> _REQUIRED ACTION_
Please find the lines in the following records that hold "trees", and copy them.

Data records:
--*--

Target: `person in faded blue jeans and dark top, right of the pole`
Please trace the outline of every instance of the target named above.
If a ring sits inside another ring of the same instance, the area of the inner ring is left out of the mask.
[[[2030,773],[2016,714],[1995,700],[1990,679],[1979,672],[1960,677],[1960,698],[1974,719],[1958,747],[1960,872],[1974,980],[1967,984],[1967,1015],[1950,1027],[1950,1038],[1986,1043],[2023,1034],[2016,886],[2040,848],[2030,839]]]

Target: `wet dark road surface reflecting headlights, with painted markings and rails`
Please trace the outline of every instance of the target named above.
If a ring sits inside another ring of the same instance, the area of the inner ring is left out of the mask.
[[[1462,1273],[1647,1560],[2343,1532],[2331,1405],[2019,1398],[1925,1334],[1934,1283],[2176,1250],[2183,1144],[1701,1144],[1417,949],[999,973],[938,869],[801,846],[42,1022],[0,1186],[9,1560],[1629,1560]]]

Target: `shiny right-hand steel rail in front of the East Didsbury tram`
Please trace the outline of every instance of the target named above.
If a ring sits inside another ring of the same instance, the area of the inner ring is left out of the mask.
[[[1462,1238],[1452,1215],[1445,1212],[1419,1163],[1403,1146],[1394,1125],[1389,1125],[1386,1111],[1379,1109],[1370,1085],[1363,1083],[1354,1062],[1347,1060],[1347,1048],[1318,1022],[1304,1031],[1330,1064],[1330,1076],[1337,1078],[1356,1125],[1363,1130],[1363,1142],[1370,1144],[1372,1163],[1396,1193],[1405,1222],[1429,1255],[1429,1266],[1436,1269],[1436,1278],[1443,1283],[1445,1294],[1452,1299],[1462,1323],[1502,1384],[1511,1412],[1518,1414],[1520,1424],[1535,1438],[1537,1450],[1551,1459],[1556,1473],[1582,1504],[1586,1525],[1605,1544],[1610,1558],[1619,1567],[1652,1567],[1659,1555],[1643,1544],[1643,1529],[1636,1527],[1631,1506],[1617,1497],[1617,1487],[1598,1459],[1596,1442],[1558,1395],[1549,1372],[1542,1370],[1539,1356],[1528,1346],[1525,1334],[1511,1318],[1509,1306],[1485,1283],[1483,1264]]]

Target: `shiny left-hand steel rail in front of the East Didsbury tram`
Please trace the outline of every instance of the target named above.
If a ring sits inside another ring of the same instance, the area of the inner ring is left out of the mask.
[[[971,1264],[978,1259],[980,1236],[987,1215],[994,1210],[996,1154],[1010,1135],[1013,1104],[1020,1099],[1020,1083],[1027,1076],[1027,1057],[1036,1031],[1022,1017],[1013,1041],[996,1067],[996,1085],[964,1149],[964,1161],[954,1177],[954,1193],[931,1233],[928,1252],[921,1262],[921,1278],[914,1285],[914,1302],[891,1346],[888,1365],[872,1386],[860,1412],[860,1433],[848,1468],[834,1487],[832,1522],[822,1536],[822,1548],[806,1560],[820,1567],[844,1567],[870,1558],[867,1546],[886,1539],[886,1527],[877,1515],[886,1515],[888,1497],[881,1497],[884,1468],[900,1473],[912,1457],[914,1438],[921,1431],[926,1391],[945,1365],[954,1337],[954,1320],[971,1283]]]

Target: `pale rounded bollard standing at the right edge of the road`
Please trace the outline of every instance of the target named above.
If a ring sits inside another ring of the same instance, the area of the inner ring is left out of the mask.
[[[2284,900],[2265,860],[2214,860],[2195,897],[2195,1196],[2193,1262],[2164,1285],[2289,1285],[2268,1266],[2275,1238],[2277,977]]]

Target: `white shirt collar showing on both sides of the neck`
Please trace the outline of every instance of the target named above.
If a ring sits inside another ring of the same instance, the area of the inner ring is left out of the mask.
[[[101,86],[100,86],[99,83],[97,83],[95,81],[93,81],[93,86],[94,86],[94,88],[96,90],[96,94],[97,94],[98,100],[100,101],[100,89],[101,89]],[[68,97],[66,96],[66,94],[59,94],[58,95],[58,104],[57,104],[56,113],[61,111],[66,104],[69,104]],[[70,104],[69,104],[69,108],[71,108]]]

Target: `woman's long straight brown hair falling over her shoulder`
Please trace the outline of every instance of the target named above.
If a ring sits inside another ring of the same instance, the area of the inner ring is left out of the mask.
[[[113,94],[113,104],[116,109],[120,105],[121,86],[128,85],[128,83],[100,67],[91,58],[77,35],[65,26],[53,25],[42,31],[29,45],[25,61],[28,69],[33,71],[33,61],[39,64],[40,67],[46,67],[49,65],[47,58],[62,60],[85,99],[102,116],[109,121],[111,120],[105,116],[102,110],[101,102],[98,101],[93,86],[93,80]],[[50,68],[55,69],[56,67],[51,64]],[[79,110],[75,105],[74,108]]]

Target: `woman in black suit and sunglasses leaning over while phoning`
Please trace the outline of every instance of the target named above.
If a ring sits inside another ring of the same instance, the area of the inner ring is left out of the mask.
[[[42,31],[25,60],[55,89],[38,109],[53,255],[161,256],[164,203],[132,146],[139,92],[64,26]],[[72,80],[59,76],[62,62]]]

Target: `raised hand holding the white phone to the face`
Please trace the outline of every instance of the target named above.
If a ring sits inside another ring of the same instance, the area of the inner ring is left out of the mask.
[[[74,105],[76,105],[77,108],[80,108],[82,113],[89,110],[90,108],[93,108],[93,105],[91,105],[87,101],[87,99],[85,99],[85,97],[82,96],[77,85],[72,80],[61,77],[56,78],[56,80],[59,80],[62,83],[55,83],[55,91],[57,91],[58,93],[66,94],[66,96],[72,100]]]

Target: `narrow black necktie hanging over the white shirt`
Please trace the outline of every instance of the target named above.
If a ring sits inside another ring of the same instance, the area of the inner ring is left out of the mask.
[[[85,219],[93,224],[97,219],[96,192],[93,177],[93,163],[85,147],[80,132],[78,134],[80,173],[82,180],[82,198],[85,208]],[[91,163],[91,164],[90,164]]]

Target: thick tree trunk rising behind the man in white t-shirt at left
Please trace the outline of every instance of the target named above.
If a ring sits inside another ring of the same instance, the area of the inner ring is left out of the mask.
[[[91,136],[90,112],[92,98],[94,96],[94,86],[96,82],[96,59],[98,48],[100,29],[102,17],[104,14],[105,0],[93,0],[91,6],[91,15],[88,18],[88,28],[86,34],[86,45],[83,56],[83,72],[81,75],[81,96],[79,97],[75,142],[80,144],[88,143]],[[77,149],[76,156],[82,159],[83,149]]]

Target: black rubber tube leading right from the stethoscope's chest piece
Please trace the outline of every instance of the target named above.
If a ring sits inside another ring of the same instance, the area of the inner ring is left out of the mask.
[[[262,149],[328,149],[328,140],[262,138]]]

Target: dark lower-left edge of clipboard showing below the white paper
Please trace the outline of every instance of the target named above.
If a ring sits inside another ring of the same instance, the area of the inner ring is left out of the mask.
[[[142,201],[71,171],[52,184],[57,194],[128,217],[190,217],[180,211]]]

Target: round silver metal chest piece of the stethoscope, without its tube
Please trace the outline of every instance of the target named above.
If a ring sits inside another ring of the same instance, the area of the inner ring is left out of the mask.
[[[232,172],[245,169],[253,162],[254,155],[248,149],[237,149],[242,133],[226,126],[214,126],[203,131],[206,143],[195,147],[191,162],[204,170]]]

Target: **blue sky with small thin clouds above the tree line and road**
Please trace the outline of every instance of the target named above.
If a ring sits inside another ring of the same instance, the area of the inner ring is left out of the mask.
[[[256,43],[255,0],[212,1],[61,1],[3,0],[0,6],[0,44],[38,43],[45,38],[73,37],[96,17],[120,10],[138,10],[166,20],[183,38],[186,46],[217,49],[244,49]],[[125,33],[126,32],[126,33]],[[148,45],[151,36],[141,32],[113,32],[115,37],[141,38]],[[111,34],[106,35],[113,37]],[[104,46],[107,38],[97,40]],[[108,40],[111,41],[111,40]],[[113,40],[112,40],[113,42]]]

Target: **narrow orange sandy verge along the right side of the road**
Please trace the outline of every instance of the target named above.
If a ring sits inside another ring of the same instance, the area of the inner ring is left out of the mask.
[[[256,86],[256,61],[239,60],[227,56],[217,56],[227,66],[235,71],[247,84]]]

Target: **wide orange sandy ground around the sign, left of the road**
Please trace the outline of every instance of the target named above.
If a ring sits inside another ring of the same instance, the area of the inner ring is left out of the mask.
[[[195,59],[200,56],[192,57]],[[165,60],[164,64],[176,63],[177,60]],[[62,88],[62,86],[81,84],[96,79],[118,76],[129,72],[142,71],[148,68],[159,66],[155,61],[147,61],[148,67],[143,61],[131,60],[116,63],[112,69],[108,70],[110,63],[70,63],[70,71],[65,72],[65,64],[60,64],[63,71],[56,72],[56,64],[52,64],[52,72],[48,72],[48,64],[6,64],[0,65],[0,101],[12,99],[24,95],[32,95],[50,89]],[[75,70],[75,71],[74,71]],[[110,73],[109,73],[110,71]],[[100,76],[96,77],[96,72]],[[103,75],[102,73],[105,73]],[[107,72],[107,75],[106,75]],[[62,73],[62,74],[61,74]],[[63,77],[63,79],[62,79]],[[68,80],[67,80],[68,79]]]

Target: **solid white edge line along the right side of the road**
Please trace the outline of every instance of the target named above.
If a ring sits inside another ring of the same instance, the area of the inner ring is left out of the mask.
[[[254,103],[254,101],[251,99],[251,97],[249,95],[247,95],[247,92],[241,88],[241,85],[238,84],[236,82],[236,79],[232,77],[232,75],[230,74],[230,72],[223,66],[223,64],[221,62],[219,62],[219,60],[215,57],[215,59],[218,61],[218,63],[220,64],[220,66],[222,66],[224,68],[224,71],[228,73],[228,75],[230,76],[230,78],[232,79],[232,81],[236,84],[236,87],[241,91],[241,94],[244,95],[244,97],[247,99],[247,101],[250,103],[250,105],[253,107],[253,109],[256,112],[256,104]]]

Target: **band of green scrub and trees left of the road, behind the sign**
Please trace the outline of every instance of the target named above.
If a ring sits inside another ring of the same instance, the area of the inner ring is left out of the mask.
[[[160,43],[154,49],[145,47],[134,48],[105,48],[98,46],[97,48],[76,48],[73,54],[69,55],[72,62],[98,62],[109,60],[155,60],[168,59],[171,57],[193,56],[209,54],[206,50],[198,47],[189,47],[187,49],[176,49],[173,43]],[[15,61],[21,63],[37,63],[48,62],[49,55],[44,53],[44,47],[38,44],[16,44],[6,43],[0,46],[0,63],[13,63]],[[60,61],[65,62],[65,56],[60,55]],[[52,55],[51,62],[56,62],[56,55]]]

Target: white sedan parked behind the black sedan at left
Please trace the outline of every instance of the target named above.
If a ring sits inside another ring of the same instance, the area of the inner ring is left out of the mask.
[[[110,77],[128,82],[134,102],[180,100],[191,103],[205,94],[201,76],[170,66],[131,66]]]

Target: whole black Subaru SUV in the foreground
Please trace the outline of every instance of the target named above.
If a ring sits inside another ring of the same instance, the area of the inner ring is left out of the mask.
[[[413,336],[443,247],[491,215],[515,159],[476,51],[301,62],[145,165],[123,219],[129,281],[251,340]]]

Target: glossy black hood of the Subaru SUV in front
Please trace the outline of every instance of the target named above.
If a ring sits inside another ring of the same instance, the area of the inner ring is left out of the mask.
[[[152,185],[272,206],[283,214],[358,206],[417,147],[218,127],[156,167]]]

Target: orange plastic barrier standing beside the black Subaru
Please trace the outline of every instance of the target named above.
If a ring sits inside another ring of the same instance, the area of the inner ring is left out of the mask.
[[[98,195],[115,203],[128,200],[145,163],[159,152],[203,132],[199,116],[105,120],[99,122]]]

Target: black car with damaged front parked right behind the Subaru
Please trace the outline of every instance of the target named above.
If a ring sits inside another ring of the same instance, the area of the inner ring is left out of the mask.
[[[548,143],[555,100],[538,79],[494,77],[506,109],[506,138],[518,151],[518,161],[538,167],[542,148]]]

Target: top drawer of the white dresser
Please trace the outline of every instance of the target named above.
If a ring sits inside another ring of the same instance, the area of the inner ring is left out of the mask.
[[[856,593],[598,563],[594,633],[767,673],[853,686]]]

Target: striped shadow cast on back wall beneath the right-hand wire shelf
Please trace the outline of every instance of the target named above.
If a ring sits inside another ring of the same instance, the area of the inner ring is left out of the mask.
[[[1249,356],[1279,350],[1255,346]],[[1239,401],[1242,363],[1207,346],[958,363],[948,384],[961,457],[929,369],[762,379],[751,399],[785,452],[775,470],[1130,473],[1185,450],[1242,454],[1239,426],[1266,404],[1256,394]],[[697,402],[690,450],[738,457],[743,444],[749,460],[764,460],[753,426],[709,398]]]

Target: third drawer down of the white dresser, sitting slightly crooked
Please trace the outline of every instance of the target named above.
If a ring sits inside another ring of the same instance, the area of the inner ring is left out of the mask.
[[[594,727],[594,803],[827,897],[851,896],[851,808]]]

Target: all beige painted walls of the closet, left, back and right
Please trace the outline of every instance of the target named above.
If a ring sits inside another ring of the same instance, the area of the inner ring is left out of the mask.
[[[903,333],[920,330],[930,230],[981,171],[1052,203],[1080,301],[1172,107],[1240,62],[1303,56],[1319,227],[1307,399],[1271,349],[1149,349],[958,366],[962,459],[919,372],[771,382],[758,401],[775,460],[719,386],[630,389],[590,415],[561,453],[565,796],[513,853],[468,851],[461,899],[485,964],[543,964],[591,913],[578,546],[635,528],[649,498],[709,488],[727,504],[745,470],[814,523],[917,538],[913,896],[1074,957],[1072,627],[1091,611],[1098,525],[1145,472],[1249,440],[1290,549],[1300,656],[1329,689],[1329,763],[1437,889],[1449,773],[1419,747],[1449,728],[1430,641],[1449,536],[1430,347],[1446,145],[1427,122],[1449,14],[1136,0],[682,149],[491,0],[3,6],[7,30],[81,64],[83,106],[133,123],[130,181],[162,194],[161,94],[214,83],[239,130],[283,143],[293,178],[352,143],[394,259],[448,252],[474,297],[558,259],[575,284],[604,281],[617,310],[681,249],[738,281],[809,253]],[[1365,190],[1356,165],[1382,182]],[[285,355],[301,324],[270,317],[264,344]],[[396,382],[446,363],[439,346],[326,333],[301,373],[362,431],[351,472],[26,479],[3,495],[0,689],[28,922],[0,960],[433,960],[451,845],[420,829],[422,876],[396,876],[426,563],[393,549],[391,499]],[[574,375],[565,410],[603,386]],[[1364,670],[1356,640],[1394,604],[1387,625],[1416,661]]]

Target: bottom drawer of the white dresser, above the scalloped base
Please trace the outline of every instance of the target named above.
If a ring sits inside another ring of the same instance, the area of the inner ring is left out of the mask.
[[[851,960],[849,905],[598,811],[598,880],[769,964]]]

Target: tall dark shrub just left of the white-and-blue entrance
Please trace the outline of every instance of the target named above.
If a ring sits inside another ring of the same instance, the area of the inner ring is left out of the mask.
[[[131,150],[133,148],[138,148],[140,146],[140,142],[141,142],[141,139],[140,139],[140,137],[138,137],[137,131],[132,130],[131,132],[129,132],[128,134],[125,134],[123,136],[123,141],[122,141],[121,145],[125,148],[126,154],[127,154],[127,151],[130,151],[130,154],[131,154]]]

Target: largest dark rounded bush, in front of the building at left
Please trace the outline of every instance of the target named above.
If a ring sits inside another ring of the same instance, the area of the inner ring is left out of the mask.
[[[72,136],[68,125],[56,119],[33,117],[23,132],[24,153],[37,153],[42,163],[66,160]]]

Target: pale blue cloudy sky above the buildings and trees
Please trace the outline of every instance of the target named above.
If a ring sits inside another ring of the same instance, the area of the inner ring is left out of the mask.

--*--

> _PROBLEM SOLUTION_
Target: **band of green scrub and trees left of the road, behind the sign**
Target: pale blue cloudy sky above the buildings and trees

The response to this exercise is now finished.